What this task involves: An exact copy of the listing is what is needed; please output it in full.

--- START ---

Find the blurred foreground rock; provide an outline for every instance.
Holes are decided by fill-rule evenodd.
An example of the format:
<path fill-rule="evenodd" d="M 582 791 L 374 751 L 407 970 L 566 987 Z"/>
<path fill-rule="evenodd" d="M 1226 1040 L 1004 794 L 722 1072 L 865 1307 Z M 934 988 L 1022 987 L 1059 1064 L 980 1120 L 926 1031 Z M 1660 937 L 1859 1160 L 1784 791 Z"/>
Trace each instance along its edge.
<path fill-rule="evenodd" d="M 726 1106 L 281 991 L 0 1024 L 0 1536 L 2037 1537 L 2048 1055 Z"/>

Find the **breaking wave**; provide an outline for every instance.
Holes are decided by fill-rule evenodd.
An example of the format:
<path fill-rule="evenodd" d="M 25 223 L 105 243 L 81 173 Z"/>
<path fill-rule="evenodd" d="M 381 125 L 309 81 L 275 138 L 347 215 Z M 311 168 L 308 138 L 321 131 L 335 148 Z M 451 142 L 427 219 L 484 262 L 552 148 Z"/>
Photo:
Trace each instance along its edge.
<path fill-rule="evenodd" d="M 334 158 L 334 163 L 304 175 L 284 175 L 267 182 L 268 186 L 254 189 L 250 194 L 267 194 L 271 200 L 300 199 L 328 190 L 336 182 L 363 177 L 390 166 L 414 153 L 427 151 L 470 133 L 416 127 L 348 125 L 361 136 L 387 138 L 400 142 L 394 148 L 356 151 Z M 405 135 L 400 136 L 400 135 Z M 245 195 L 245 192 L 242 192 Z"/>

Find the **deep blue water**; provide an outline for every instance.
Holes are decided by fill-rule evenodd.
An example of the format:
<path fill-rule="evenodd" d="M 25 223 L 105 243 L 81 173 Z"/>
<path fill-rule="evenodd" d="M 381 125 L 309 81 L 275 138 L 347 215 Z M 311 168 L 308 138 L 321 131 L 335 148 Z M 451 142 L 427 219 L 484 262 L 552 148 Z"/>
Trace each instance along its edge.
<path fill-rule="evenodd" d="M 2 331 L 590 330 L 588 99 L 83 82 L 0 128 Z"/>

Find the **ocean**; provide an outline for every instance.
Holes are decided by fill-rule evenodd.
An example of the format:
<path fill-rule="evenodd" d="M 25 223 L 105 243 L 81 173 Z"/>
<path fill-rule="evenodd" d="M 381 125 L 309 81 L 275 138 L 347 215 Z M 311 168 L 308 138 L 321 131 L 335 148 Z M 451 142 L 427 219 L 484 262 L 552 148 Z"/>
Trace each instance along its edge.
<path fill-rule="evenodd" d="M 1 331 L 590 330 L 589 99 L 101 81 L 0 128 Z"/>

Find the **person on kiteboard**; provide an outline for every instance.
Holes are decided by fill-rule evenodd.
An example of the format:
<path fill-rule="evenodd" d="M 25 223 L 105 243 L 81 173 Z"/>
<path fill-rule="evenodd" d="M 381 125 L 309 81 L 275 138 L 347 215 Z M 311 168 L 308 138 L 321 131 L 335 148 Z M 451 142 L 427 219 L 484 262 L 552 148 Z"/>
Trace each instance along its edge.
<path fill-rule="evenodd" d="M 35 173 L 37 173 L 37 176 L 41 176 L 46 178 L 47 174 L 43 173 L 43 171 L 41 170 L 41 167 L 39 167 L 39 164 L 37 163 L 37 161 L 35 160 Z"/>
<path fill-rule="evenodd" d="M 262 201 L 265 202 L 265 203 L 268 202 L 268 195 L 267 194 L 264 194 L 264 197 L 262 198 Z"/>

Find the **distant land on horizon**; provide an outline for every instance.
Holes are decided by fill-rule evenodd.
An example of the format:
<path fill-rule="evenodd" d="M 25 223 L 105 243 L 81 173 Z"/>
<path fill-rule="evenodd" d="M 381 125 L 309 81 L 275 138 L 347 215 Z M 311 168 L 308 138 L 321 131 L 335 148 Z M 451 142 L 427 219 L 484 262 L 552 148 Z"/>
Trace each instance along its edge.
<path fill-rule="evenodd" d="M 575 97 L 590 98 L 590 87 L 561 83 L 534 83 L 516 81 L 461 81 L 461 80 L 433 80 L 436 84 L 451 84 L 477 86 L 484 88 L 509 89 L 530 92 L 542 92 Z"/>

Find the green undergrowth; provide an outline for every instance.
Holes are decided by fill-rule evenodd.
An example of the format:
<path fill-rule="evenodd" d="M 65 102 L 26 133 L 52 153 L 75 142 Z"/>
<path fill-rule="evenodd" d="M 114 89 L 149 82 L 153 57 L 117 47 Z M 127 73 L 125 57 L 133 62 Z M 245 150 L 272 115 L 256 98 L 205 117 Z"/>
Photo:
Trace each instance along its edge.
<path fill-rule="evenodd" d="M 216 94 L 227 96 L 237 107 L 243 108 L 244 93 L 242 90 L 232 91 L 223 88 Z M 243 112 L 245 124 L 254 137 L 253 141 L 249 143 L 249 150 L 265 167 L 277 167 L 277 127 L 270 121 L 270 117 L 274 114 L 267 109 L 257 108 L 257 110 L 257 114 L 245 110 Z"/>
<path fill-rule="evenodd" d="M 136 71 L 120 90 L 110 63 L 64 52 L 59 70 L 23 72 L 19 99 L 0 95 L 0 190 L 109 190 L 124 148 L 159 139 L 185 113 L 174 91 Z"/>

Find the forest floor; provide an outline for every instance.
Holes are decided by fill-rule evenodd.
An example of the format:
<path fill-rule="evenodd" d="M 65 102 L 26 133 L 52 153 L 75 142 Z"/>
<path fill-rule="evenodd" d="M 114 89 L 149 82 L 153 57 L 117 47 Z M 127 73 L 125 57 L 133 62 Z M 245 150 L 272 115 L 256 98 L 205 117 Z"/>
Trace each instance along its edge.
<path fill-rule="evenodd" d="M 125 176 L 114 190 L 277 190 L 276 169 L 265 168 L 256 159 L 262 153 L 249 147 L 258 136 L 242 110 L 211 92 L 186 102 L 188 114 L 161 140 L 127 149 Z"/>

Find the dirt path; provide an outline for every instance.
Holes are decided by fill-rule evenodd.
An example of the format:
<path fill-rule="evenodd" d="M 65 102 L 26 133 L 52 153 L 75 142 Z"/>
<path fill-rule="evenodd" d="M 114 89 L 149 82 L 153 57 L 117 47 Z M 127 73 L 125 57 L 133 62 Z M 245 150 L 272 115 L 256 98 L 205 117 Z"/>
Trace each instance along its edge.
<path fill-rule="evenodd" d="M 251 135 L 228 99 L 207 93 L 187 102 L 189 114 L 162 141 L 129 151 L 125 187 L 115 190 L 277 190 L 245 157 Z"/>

--- END ---

Output for this task:
Find the blurred foreground rock; provide an outline for every instance.
Holes are decided by fill-rule evenodd.
An example of the format:
<path fill-rule="evenodd" d="M 582 791 L 374 751 L 407 970 L 566 987 Z"/>
<path fill-rule="evenodd" d="M 1226 1040 L 1004 794 L 722 1072 L 865 1307 Z M 934 988 L 1022 987 L 1059 1064 L 980 1120 L 926 1031 Z M 1660 937 L 1859 1160 L 1784 791 Z"/>
Trace each instance along its edge.
<path fill-rule="evenodd" d="M 726 1106 L 281 991 L 0 1024 L 0 1536 L 2037 1537 L 2048 1055 Z"/>

Find the **breaking wave**; provide an outline for every instance.
Holes are decided by fill-rule evenodd.
An example of the format:
<path fill-rule="evenodd" d="M 25 223 L 105 243 L 81 173 Z"/>
<path fill-rule="evenodd" d="M 381 125 L 309 81 L 275 138 L 347 215 Z M 311 168 L 308 138 L 321 131 L 335 148 Z M 451 142 L 427 219 L 484 262 L 552 148 Z"/>
Photo:
Trace each instance along its edge.
<path fill-rule="evenodd" d="M 334 158 L 334 163 L 304 175 L 284 175 L 267 182 L 268 186 L 254 189 L 250 194 L 267 194 L 271 200 L 300 199 L 328 190 L 336 182 L 363 177 L 390 166 L 414 153 L 427 151 L 470 133 L 416 127 L 348 125 L 361 136 L 387 138 L 400 142 L 394 148 L 356 151 Z M 405 135 L 400 136 L 400 135 Z M 245 195 L 245 192 L 242 192 Z"/>

Find the **deep blue water**; provide an outline for every instance.
Holes are decided by fill-rule evenodd.
An example of the format:
<path fill-rule="evenodd" d="M 25 223 L 105 243 L 81 173 Z"/>
<path fill-rule="evenodd" d="M 381 125 L 309 81 L 275 138 L 347 215 Z M 311 168 L 308 138 L 321 131 L 335 148 Z M 451 142 L 427 219 L 484 262 L 552 148 Z"/>
Trace each instance along its edge.
<path fill-rule="evenodd" d="M 2 331 L 590 330 L 588 99 L 83 82 L 0 128 Z"/>

Find the **ocean**; provide an outline for every instance.
Holes are decided by fill-rule evenodd.
An example of the format:
<path fill-rule="evenodd" d="M 25 223 L 105 243 L 81 173 Z"/>
<path fill-rule="evenodd" d="M 381 125 L 309 81 L 275 138 L 347 215 Z M 311 168 L 308 138 L 321 131 L 335 148 Z M 451 142 L 427 219 L 484 262 L 552 148 Z"/>
Trace each instance along its edge.
<path fill-rule="evenodd" d="M 1 331 L 590 330 L 589 99 L 101 81 L 0 128 Z"/>

Find the **person on kiteboard**; provide an outline for every instance.
Holes are decided by fill-rule evenodd.
An example of the format:
<path fill-rule="evenodd" d="M 25 223 L 105 243 L 81 173 Z"/>
<path fill-rule="evenodd" d="M 381 125 L 309 81 L 275 138 L 347 215 Z M 311 168 L 308 138 L 321 131 L 335 148 Z M 451 142 L 427 219 L 484 262 L 552 148 Z"/>
Trace each instance along its edge.
<path fill-rule="evenodd" d="M 35 173 L 37 173 L 37 176 L 41 176 L 46 178 L 47 174 L 43 173 L 43 171 L 41 170 L 41 167 L 39 167 L 39 164 L 37 163 L 37 161 L 35 160 Z"/>
<path fill-rule="evenodd" d="M 262 201 L 265 202 L 265 203 L 268 202 L 268 195 L 267 194 L 264 194 L 264 197 L 262 198 Z"/>

Find the **distant land on horizon**; provide an outline for every instance.
Holes are decided by fill-rule evenodd.
An example of the format:
<path fill-rule="evenodd" d="M 25 223 L 105 243 L 81 173 Z"/>
<path fill-rule="evenodd" d="M 381 125 L 309 81 L 275 138 L 347 215 Z M 311 168 L 308 138 L 321 131 L 335 148 Z M 451 142 L 427 219 L 484 262 L 552 148 Z"/>
Trace each instance along its edge.
<path fill-rule="evenodd" d="M 575 97 L 590 98 L 590 87 L 561 83 L 534 83 L 516 81 L 461 81 L 461 80 L 433 80 L 436 84 L 451 84 L 477 86 L 484 88 L 509 89 L 530 92 L 542 92 Z"/>

Find the green undergrowth; provide an outline for every instance.
Holes are decided by fill-rule evenodd.
An example of the format:
<path fill-rule="evenodd" d="M 65 102 L 26 133 L 52 153 L 75 142 Z"/>
<path fill-rule="evenodd" d="M 114 89 L 149 82 L 153 57 L 117 47 Z M 127 73 L 125 57 L 133 62 Z M 245 150 L 272 115 L 256 98 L 205 117 Z"/>
Photo:
Trace each instance along its edge.
<path fill-rule="evenodd" d="M 216 94 L 227 96 L 237 107 L 243 108 L 244 93 L 242 90 L 232 91 L 223 88 Z M 243 112 L 245 124 L 254 137 L 253 141 L 249 143 L 249 150 L 265 167 L 277 167 L 277 127 L 270 121 L 270 117 L 274 114 L 267 109 L 257 108 L 257 110 L 257 114 L 245 110 Z"/>
<path fill-rule="evenodd" d="M 136 71 L 120 90 L 110 63 L 64 52 L 59 70 L 23 72 L 19 99 L 0 95 L 0 190 L 109 190 L 124 148 L 159 139 L 185 113 L 174 91 Z"/>

Find the forest floor; provide an outline for every instance.
Holes are decided by fill-rule evenodd.
An example of the format:
<path fill-rule="evenodd" d="M 65 102 L 26 133 L 52 153 L 75 142 Z"/>
<path fill-rule="evenodd" d="M 114 89 L 149 82 L 153 57 L 117 47 Z M 127 73 L 125 57 L 133 62 Z M 245 150 L 272 115 L 256 98 L 205 117 Z"/>
Trace each instance along its edge.
<path fill-rule="evenodd" d="M 125 176 L 114 190 L 277 190 L 276 169 L 265 168 L 256 159 L 262 153 L 249 147 L 258 136 L 242 110 L 211 92 L 186 102 L 188 114 L 161 140 L 127 149 Z"/>

Find the dirt path; provide an outline for every instance.
Holes are decided by fill-rule evenodd.
An example of the format:
<path fill-rule="evenodd" d="M 65 102 L 26 133 L 52 153 L 75 142 Z"/>
<path fill-rule="evenodd" d="M 114 89 L 149 82 L 153 57 L 117 47 Z M 127 73 L 125 57 L 133 62 Z M 245 150 L 272 115 L 256 98 L 205 117 Z"/>
Trace each instance along its edge.
<path fill-rule="evenodd" d="M 251 135 L 228 99 L 207 93 L 187 102 L 189 114 L 162 141 L 129 151 L 125 187 L 115 190 L 277 190 L 245 157 Z"/>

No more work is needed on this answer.